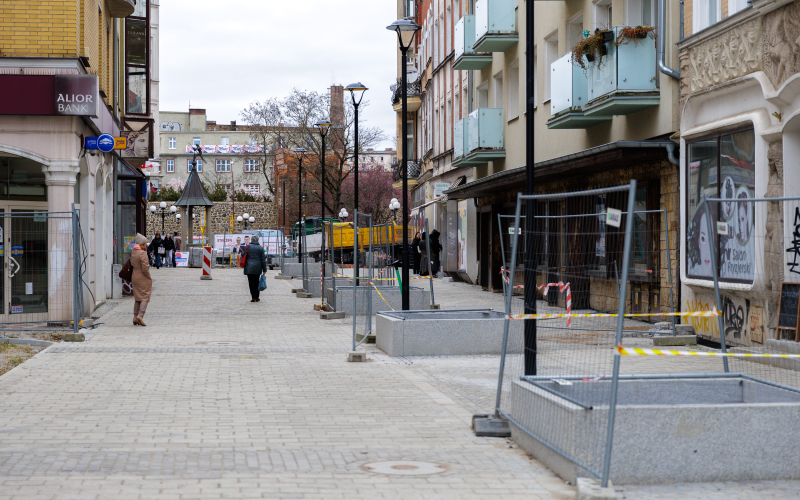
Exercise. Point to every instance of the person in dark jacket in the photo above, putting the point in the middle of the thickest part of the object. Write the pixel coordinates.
(415, 253)
(254, 265)
(435, 250)
(154, 246)
(169, 247)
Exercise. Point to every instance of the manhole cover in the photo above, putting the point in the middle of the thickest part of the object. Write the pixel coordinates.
(223, 342)
(405, 468)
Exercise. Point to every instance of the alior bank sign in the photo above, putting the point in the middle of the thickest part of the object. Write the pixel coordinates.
(65, 95)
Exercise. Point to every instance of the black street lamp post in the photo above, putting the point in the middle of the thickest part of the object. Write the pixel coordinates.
(301, 226)
(360, 89)
(405, 29)
(323, 126)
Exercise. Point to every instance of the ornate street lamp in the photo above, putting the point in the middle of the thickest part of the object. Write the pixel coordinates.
(300, 152)
(405, 29)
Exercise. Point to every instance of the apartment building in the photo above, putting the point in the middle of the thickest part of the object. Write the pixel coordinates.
(232, 155)
(738, 128)
(71, 70)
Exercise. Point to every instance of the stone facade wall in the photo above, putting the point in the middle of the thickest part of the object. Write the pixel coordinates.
(265, 214)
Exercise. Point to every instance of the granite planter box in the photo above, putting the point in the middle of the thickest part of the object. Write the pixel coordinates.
(419, 298)
(442, 332)
(666, 431)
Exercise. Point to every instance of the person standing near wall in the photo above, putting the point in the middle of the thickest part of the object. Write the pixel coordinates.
(141, 282)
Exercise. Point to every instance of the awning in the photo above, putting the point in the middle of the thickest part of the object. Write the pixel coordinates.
(459, 181)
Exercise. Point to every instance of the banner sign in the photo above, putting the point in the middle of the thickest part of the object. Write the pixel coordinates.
(225, 149)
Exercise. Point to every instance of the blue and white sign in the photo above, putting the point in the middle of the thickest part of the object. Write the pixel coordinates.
(105, 143)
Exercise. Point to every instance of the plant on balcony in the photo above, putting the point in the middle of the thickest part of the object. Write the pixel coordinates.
(593, 47)
(634, 33)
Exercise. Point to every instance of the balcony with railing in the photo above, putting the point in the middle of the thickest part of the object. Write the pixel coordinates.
(495, 25)
(465, 56)
(478, 139)
(625, 80)
(413, 95)
(569, 92)
(414, 171)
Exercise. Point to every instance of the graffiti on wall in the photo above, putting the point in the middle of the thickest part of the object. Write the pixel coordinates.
(742, 321)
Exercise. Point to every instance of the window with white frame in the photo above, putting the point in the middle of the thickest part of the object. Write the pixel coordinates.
(550, 56)
(640, 12)
(602, 15)
(223, 165)
(575, 29)
(189, 165)
(513, 89)
(251, 165)
(704, 14)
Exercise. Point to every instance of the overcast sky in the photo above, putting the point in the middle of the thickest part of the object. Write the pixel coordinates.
(223, 55)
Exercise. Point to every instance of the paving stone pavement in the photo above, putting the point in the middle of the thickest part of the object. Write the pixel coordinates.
(222, 398)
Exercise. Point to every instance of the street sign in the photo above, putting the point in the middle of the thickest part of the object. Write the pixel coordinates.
(105, 143)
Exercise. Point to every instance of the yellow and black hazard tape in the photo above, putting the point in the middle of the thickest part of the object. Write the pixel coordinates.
(660, 352)
(704, 314)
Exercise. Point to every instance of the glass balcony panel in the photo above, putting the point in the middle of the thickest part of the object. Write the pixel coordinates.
(495, 25)
(625, 81)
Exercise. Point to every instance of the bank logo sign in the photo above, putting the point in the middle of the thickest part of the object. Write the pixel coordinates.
(76, 95)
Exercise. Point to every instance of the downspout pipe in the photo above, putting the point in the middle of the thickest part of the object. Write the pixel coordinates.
(662, 15)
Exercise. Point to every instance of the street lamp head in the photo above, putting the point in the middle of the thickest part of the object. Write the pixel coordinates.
(405, 29)
(323, 126)
(354, 88)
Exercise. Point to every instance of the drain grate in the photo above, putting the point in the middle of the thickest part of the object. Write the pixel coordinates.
(405, 468)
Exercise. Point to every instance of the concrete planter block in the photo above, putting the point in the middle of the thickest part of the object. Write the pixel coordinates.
(666, 431)
(419, 299)
(443, 332)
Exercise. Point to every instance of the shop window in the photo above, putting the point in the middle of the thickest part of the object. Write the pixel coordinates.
(721, 166)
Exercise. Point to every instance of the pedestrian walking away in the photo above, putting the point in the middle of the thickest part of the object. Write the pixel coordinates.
(141, 282)
(157, 249)
(169, 247)
(415, 253)
(255, 264)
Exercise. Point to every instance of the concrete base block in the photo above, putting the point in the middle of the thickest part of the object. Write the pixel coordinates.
(491, 427)
(591, 489)
(331, 315)
(356, 356)
(674, 339)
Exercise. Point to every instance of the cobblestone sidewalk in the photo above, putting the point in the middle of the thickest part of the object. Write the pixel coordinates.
(219, 397)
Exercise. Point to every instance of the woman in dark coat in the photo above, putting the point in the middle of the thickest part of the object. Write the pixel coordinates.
(415, 253)
(254, 265)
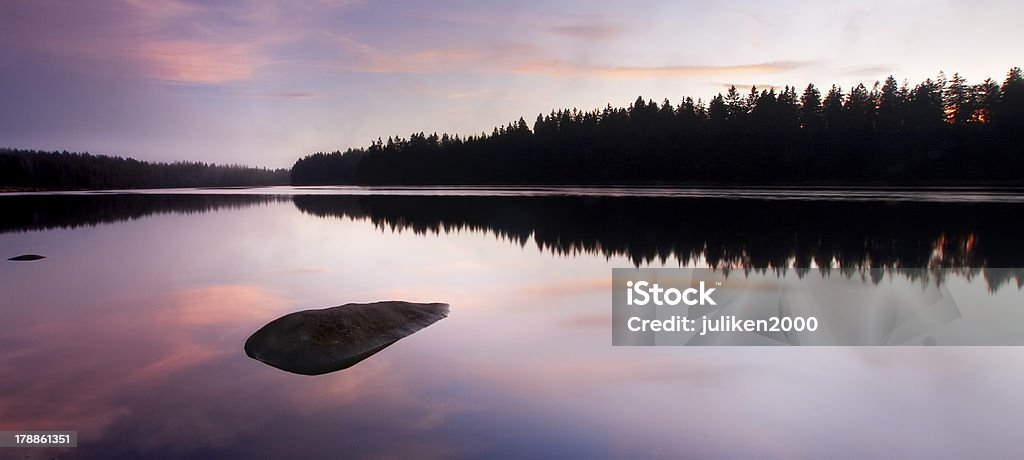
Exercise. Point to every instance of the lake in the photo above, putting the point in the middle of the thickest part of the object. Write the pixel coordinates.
(131, 330)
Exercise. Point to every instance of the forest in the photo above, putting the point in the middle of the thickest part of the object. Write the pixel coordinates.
(941, 131)
(35, 170)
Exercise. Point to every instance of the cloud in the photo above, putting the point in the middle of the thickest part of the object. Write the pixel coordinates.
(171, 41)
(569, 69)
(587, 32)
(297, 95)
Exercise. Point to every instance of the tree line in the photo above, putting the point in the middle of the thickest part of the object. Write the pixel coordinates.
(29, 169)
(938, 131)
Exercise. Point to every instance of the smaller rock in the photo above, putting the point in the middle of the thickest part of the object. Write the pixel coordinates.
(28, 257)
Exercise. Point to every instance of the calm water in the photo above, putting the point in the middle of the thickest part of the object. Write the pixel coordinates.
(131, 330)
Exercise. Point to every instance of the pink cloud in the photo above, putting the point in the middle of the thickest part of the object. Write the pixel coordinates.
(556, 68)
(587, 32)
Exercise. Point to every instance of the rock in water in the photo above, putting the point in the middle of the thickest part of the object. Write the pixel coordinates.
(28, 257)
(318, 341)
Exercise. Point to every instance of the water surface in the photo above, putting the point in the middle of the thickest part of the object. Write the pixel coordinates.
(131, 330)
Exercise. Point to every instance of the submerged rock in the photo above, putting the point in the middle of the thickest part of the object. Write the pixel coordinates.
(28, 257)
(318, 341)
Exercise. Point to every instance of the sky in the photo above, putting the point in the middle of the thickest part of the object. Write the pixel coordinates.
(265, 82)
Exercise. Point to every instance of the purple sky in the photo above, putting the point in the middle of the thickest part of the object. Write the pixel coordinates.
(267, 81)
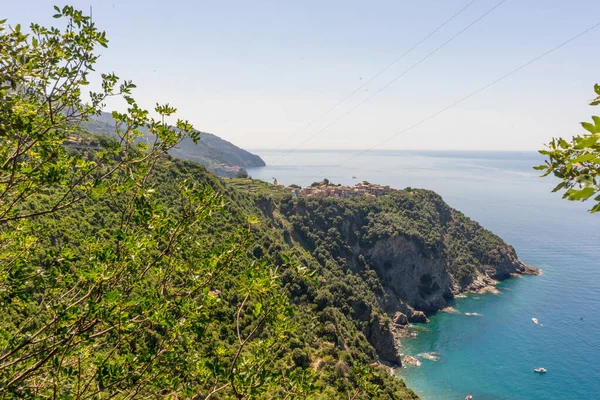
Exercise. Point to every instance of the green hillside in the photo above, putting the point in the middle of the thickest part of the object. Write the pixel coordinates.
(218, 155)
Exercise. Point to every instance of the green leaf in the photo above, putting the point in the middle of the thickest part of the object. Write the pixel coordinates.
(559, 186)
(589, 127)
(582, 194)
(587, 141)
(257, 309)
(585, 157)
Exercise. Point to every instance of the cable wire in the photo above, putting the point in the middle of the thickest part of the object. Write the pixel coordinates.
(464, 98)
(377, 74)
(393, 80)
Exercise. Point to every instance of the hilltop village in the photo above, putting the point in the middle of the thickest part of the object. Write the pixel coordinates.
(326, 189)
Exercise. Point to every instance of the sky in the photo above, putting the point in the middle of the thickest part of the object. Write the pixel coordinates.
(257, 72)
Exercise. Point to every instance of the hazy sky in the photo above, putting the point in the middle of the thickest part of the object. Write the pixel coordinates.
(256, 72)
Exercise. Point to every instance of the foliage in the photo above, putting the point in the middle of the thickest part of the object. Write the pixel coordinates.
(577, 162)
(109, 285)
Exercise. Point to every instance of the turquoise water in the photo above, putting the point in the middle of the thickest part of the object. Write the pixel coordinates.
(492, 356)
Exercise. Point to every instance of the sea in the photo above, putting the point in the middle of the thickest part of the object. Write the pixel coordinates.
(491, 356)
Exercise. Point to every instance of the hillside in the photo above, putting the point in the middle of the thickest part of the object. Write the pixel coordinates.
(218, 155)
(354, 271)
(387, 261)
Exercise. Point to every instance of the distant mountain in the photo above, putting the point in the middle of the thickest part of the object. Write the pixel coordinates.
(218, 155)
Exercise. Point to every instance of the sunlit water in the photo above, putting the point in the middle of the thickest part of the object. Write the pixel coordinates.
(493, 356)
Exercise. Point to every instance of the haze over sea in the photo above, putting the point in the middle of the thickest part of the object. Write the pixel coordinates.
(492, 356)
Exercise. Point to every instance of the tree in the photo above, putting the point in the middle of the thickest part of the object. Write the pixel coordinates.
(127, 310)
(576, 162)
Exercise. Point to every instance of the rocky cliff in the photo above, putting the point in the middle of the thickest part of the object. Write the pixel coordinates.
(410, 251)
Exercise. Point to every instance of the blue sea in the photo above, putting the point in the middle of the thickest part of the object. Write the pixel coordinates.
(492, 356)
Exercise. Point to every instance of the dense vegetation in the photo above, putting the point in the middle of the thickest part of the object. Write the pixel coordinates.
(576, 162)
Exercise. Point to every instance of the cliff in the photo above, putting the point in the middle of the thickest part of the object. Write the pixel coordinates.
(409, 252)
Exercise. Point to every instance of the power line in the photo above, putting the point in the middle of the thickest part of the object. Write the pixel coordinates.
(464, 98)
(376, 75)
(394, 80)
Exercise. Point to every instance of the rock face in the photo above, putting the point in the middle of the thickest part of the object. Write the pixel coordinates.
(381, 337)
(410, 276)
(413, 252)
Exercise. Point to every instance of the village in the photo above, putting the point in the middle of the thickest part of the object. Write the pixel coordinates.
(325, 189)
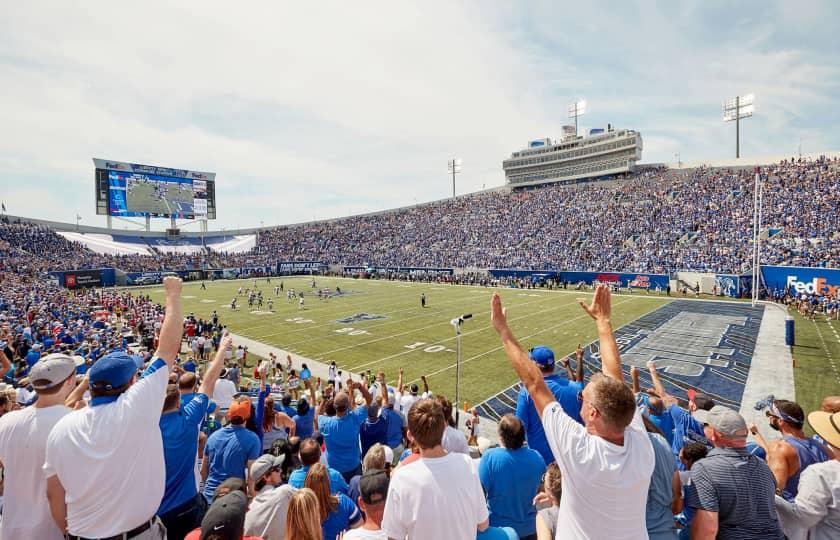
****************
WHAT TO PRODUCE.
Copy out every line in the records above that contains the word "cloud".

FULL ANSWER.
Exercise. Point to every instance of the cloud in the photo above, putting the point in the middle of the thickest part of the object. Write the pixel coordinates.
Exercise. Point to every instance of the pink cloud in the photo above, putting the point in the middle of the thickest part of the object. Write the pixel coordinates.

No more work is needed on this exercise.